◆ PROBLEM STATEMENT: Check each statement against the court ruling below and answer yes or no for each, quoting the ruling's deciding words. 1. The judgement was delivered on 20th June, 2018. 2. The applicants want to appeal against the finding on liability. 3. CIC Insurance Limited instructed the firm of Hannah Muriithi and Company Advocates to file an appeal.

--- Start EXCERPTED TEXT ---

Nicodemus Mulwa Muli v Joseph Gachuru & Complainant International Security Limited [2018] KEHC 3686 (KLR)
Full Case Text
REPUBLIC OF KENYA
IN THE HIGH COURT AT MACHAKOS
MISCELLANEOUS APPLICATION NO. 300 OF 2018
(CORAM: ODUNGA, J)
NICODEMUS MULWA MULI.....................PLAINTIFF/RESPONDENT
VERSUS
JOSEPH GACHURU..............................1ST DEFENDANT/APPLICANT
COMPLAINANT INTERNATIONAL
SECURITY LIMITED..........................2ND DEFENDANT/APPLICANT
RULING
1. In these proceedings, the applicants herein, Joseph Gachuru and Complainant International Security Limited, seek in substance, that this Court grants to them leave to file an appeal out of time.
2. The application was based on the grounds that judgement in this (sic) matter was delivered on 20th June, 2018 by the Honourable Principal Magistrate D Orimba and being dissatisfied with the said judgement they wish to appeal on the issue of quantum particularly the award of general damages in favour of the plaintiff/respondent herein.
3. In a rather incoherent supporting affidavit, the applicants averred through their learned counsel, Daniel Mugun, that on or about 7th August, 2018, the firm of Hannah Muriithi and Company Advocates was instructed by CIC Insurance Limited to file an appeal against the said judgement and that written instruction to file the necessary application was inadvertent due to consultations and necessary approvals.

--- End EXCERPTED TEXT ---
--- Start DATASET ROWS ---

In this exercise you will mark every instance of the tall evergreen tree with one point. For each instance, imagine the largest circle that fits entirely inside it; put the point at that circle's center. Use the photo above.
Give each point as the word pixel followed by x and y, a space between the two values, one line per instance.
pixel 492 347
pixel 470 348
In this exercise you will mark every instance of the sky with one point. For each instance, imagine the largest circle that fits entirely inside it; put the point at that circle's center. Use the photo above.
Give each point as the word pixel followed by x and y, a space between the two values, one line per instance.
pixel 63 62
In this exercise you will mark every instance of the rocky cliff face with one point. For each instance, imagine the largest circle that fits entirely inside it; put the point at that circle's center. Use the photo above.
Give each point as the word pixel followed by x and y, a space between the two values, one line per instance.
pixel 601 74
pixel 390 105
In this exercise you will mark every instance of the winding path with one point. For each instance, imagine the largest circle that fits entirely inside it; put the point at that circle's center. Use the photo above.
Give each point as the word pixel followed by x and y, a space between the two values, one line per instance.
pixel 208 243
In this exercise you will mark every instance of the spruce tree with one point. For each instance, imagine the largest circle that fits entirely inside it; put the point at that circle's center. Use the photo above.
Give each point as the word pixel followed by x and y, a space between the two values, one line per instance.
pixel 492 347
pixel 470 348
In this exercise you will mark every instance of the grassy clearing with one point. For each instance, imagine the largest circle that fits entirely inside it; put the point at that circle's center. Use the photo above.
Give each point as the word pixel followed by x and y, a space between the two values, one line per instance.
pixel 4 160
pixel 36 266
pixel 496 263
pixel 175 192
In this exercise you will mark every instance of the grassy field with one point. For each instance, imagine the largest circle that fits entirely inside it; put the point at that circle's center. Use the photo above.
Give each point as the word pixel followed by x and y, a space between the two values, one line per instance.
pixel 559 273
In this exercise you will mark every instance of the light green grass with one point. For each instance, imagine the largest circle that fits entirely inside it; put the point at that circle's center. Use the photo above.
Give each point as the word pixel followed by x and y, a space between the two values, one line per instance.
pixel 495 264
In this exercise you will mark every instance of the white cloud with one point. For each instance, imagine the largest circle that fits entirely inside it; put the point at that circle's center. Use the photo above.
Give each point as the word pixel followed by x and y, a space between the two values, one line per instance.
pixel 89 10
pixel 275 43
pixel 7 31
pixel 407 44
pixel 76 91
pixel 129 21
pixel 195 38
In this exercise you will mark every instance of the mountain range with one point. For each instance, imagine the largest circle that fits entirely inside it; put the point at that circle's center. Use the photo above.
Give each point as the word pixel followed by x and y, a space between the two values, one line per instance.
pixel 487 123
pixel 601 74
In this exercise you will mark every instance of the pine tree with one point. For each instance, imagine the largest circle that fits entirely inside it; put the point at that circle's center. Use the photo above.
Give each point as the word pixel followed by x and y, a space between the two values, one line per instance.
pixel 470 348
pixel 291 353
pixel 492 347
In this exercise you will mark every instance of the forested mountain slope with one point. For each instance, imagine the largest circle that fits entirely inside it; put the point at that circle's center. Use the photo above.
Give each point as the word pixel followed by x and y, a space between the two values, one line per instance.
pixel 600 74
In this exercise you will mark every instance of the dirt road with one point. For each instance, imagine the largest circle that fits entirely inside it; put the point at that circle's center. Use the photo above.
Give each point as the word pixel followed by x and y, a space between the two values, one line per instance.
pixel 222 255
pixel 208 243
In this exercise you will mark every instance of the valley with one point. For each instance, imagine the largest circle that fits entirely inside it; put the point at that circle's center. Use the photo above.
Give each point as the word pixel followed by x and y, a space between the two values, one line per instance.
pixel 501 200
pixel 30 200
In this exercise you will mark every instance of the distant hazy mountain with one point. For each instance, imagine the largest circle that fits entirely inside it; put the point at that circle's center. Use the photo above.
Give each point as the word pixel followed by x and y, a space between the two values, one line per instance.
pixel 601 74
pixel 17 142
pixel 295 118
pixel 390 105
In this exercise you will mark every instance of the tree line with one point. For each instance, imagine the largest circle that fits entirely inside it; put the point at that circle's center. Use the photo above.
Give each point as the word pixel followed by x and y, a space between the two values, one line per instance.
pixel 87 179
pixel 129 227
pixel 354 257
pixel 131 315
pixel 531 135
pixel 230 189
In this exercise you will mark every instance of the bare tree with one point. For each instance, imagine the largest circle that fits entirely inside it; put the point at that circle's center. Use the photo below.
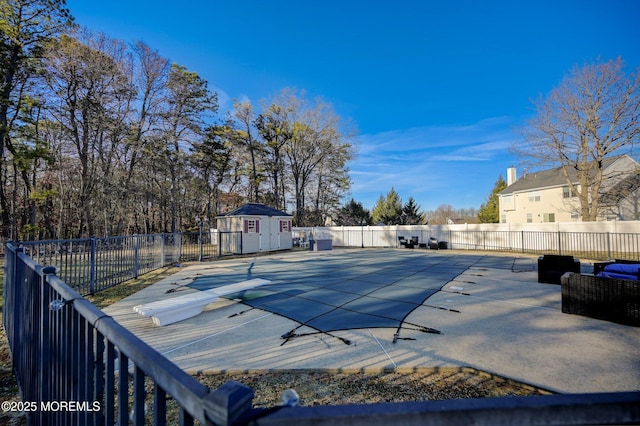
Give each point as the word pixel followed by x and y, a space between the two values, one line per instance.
pixel 89 92
pixel 25 27
pixel 243 136
pixel 593 114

--- End DATASET ROWS ---

◆ ANSWER:
1. Yes: "was delivered on 20th June, 2018"
2. No: "they wish to appeal on the issue of quantum particularly the award of general damages"
3. Yes: "the firm of Hannah Muriithi and Company Advocates was instructed by CIC Insurance Limited to file an appeal"